EXERCISES:
(a) Summarize the passage on the Mexican model company Plásticos Lodela in two sentences.
(b) In the passage on the Mexican model company, reproduce the portion starting with "Plásticos Lodela S.A." and going on through "original Mexican markings.", swapping "helicopters" for "boats".
(c) Continue the passage on the Mexican model company Plásticos Lodela from the point at which it ends.

DOCUMENT SEGMENT:
- - - - -
Plásticos Lodela S.A. was a Mexican plastic scale Model and toy company. It was founded on August 17, 1957 by Apolo Loóez de Lara. The company name was a contraction of his surname. It was manufacturing the Revell brand plastic models, their plastic cement, and a small line of paints for modeling. In 1975 Lodela began to manufacture the Cox brand miniature internal combustion engine toys, mainly flying Control Line model airplanes, but also some cars and helicopters. From the mid-1980s it issued also Airfix and Heller SA models. Some model kits included Lodela's original Mexican markings.
- - - - -
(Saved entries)
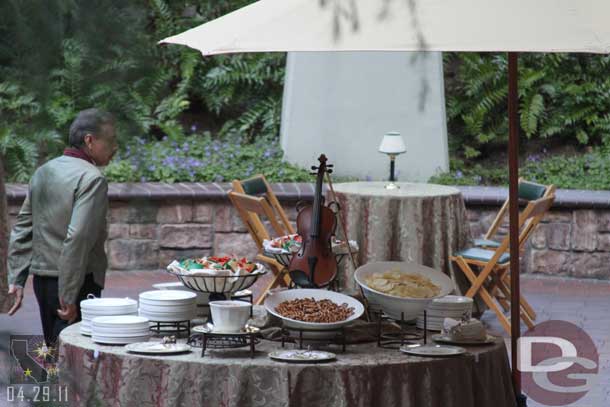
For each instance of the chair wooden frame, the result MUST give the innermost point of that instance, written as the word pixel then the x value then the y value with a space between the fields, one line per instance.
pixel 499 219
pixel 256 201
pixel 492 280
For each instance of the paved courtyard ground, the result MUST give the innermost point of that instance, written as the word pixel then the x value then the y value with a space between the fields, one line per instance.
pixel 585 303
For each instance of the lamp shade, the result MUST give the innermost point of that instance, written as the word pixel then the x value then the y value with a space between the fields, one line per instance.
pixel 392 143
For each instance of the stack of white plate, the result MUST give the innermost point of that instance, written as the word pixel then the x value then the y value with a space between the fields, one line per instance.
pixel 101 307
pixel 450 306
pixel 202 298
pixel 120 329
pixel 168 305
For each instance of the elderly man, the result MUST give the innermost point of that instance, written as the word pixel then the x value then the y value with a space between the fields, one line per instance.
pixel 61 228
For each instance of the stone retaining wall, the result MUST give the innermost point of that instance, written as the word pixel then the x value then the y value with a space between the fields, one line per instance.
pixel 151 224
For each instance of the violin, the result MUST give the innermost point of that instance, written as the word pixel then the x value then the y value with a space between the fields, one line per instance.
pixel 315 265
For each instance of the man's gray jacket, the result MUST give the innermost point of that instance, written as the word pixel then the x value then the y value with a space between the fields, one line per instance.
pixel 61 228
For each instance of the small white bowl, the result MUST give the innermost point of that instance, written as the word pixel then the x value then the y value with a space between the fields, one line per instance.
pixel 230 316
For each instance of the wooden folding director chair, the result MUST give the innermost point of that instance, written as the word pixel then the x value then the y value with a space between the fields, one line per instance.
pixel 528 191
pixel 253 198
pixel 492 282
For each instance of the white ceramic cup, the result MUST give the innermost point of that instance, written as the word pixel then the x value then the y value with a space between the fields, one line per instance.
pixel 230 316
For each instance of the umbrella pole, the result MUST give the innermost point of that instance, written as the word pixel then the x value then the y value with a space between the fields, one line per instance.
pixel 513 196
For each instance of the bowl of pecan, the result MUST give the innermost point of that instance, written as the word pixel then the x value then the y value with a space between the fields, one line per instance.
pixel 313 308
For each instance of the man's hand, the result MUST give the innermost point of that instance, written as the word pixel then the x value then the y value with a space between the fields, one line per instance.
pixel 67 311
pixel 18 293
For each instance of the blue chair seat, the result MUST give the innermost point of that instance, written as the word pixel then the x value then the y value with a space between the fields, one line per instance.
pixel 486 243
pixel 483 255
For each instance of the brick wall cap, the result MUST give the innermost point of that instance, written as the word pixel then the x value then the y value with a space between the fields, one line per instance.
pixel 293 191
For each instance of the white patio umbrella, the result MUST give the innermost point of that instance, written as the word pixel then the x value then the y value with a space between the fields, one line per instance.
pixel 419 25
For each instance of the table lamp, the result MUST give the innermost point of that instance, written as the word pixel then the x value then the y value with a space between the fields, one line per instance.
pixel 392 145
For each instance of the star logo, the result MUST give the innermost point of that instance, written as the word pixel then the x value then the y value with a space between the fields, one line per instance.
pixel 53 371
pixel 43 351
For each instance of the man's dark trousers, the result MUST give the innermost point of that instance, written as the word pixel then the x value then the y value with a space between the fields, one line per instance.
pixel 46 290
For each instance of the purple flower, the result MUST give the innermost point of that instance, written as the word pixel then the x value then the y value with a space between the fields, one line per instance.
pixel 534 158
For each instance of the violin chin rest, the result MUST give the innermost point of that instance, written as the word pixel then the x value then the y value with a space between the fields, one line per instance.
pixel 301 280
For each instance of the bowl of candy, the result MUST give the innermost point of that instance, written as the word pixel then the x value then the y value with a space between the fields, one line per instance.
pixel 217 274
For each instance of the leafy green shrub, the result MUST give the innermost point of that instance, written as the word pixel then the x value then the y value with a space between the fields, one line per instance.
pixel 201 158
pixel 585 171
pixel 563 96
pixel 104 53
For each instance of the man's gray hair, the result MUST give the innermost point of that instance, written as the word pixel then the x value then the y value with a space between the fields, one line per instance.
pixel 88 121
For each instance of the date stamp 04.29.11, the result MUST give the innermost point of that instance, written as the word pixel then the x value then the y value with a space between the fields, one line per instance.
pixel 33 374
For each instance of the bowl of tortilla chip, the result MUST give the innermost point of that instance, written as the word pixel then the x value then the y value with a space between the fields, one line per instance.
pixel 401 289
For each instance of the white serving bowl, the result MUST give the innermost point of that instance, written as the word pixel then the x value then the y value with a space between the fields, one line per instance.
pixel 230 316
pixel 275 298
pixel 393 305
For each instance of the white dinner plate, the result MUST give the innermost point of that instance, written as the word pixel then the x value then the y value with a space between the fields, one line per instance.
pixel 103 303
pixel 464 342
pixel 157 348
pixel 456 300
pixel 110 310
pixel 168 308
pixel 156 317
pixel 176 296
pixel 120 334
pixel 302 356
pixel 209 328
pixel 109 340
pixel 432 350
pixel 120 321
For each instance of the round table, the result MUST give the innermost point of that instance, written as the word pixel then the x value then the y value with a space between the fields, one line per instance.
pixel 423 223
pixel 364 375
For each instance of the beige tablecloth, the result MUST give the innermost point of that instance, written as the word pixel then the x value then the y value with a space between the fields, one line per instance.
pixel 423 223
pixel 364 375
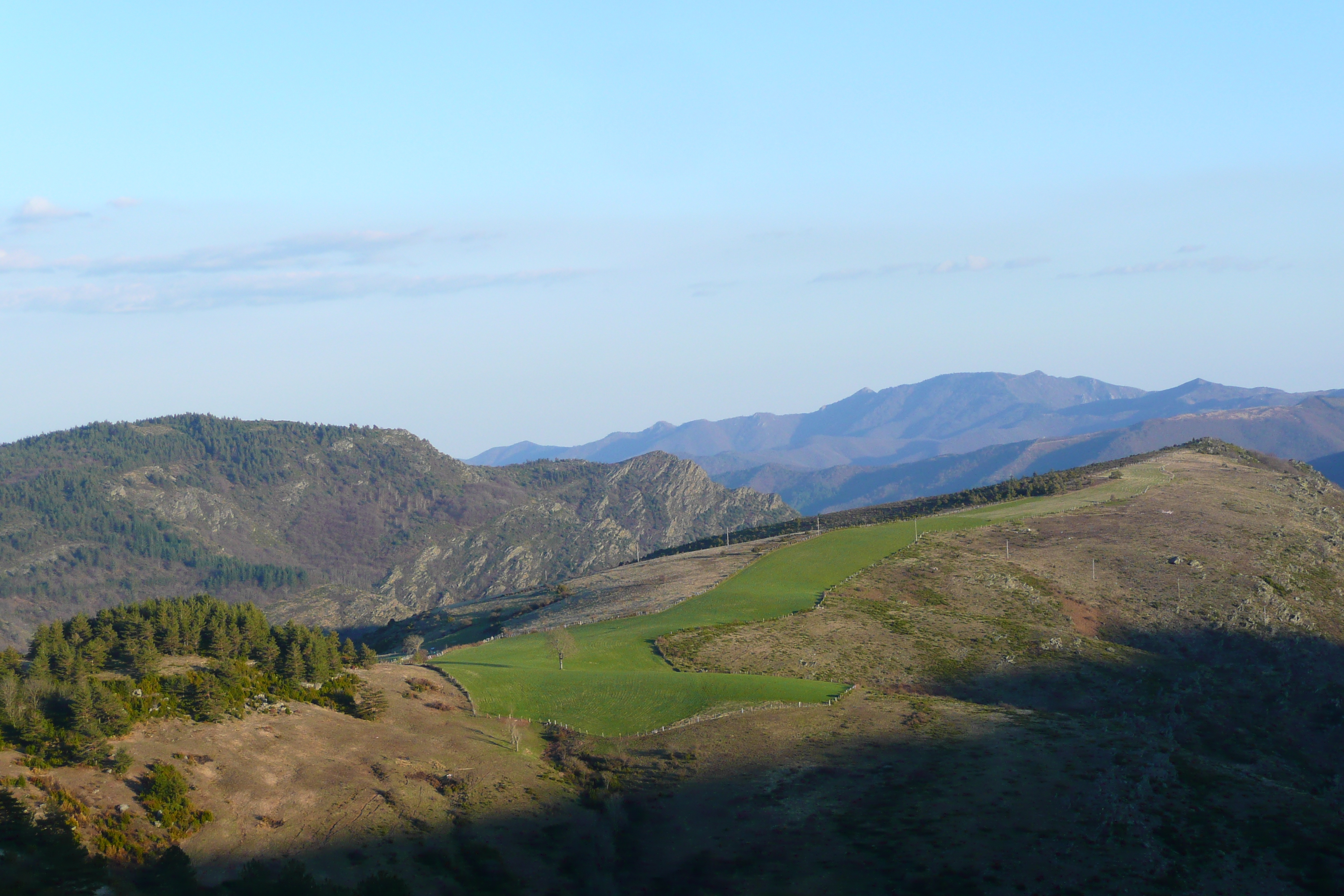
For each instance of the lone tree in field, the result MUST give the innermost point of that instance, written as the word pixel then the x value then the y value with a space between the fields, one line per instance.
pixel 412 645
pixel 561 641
- - - - -
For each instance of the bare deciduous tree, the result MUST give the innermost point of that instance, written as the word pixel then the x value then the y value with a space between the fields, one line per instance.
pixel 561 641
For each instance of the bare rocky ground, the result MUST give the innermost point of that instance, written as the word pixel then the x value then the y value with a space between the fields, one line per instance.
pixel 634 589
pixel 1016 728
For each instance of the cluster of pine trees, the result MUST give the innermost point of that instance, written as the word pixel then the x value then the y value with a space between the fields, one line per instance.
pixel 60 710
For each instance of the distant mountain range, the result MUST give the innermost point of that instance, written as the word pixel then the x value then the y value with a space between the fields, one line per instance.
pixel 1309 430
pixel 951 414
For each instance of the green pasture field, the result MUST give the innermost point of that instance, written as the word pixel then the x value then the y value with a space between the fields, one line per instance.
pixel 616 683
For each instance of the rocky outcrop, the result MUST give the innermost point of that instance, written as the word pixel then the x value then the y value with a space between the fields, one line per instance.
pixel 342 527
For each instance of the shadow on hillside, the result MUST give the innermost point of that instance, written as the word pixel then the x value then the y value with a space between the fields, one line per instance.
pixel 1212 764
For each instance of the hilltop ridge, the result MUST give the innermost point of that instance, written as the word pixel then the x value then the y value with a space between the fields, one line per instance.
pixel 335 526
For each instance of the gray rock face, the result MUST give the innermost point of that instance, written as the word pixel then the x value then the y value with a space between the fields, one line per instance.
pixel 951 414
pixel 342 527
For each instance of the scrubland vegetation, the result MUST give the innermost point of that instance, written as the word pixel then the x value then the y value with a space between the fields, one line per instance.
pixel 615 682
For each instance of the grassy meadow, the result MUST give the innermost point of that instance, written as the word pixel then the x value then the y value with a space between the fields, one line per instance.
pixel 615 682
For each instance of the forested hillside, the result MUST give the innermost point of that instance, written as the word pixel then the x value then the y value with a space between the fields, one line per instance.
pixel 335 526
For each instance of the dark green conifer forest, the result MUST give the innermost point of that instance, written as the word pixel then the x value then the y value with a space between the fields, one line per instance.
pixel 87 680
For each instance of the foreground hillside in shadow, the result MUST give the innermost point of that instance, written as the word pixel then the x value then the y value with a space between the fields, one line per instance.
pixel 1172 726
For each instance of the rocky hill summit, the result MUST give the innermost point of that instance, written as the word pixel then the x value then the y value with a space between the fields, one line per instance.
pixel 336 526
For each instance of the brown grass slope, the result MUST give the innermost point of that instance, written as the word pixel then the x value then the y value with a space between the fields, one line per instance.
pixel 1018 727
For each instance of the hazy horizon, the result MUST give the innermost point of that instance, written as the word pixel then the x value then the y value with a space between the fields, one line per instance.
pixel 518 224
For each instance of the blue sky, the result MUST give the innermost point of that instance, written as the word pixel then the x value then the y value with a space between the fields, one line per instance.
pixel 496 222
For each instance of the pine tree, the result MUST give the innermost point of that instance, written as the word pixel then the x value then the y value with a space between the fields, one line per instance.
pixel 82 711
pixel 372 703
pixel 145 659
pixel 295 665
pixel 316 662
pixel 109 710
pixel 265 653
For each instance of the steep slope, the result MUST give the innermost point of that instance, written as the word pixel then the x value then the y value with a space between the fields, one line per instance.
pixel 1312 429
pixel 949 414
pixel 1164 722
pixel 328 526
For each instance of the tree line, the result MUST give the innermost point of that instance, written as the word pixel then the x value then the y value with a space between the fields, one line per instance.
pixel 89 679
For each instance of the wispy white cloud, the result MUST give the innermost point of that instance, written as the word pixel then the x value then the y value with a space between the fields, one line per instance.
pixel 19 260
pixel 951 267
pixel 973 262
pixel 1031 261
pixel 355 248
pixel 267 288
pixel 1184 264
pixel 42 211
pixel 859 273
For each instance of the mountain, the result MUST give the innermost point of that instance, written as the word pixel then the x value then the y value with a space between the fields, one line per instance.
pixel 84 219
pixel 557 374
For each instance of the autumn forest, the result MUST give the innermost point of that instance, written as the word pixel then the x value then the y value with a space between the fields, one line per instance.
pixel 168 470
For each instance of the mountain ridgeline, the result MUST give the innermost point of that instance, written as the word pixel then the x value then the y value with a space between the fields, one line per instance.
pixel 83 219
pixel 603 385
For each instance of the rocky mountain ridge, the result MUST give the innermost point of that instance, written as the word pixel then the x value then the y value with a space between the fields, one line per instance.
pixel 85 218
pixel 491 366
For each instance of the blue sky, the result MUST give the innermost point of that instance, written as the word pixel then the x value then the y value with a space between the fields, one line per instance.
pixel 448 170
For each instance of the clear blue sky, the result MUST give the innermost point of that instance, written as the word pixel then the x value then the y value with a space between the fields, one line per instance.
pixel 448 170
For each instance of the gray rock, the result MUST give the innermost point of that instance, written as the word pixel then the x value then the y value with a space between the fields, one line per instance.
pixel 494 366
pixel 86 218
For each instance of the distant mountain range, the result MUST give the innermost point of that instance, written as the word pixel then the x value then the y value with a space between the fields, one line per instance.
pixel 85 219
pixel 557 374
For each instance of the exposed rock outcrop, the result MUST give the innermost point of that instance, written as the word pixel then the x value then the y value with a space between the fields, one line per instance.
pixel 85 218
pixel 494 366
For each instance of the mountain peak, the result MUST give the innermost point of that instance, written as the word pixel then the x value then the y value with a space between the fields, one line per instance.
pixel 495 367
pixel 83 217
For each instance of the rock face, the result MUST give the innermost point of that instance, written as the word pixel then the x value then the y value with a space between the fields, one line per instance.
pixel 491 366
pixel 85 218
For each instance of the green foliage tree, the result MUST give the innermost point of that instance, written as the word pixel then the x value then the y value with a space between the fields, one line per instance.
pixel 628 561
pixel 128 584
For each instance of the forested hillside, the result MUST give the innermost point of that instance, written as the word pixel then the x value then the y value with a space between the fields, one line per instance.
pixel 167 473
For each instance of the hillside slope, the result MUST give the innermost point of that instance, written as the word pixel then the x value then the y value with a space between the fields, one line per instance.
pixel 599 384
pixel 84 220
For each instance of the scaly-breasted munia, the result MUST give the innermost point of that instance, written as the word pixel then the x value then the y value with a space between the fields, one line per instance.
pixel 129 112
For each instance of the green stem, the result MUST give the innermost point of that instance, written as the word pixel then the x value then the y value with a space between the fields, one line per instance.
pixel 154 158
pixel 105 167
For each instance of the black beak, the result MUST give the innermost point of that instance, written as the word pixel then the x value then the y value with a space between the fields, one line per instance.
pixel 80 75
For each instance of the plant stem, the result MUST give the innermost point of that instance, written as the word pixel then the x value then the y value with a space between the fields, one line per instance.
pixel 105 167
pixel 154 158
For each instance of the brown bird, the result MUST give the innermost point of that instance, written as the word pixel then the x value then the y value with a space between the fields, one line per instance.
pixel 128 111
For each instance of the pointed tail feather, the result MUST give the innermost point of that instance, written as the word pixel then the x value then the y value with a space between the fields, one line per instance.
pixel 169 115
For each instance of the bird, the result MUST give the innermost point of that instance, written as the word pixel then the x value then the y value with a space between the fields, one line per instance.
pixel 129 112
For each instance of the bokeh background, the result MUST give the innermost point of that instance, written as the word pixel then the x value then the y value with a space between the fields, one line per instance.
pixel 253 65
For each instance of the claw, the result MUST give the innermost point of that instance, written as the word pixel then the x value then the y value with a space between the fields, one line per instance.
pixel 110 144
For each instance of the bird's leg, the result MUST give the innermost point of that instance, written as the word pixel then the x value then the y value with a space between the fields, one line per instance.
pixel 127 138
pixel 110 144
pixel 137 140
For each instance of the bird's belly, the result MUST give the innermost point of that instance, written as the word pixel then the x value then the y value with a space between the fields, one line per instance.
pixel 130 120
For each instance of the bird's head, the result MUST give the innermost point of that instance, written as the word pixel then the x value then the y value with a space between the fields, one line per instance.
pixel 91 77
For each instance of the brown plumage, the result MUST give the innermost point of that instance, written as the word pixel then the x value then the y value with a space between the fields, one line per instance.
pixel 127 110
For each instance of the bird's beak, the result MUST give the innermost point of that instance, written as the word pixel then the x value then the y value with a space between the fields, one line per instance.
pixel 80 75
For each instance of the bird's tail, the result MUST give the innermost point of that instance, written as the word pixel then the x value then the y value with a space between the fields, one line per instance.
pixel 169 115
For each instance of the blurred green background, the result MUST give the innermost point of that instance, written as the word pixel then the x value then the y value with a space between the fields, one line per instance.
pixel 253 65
- - - - -
ANSWERS TO EACH TASK:
(a) Plásticos Lodela S.A. was a Mexican plastic scale model and toy company founded on August 17, 1957, and its name was a contraction of its founder's surname. It manufactured Revell brand plastic models, plastic cement, and modeling paints, began producing Cox brand miniature internal combustion engine toys in 1975, and from the mid-1980s also issued Airfix and Heller SA models.

(b)
Plásticos Lodela S.A. was a Mexican plastic scale Model and toy company. It was founded on August 17, 1957 by Apolo Loóez de Lara. The company name was a contraction of his surname. It was manufacturing the Revell brand plastic models, their plastic cement, and a small line of paints for modeling. In 1975 Lodela began to manufacture the Cox brand miniature internal combustion engine toys, mainly flying Control Line model airplanes, but also some cars and boats. From the mid-1980s it issued also Airfix and Heller SA models. Some model kits included Lodela's original Mexican markings.

(c)
Particularly known for, but not limited to, 1:144 scale commercial airplane models, Lodela produced airplane models for many Latin American airline companies, including Viasa, Aerolíneas Argentinas, Aeroperú, Aeroméxico, Mexicana, and others. It also produced model kits for Delta, Eastern, Lufthansa, KLM, Air France and other non-Latin airlines.They were also known for their popular 1/72 scale warbird models from WW-II (and a few WW-I).

At one time during the late 1980s, Lodela also had an advertising contract with American soda brand Orange Crush, releasing some car models with the soda's logo on their model boxes.

==Litigation problems==
From 2004 to 2012, Lodela was sued on Mexican court by Banco Nacional de Mexico.